Written problem: Please give these lines again with "leaf blade" swapped for "grass blade" and everything else left unchanged.

— START OF Data records —

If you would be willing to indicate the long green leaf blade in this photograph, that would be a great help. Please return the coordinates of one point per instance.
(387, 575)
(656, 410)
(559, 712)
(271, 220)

— END OF Data records —

Problem solution:
If you would be willing to indicate the long green grass blade in this photograph, that would be a great help. Please return the coordinates of one point per instance.
(387, 575)
(656, 410)
(559, 712)
(271, 220)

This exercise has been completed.